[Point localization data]
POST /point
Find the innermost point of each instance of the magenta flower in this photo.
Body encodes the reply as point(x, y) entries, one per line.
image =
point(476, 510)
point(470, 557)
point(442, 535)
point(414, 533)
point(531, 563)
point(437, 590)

* Aim of the task: Copy every line above exactly.

* Answer box:
POST /point
Find the innermost point of each instance of the magenta flower in this photo.
Body encodes the reply as point(x, y) entries, one per line.
image =
point(476, 510)
point(470, 557)
point(442, 535)
point(414, 533)
point(531, 563)
point(437, 590)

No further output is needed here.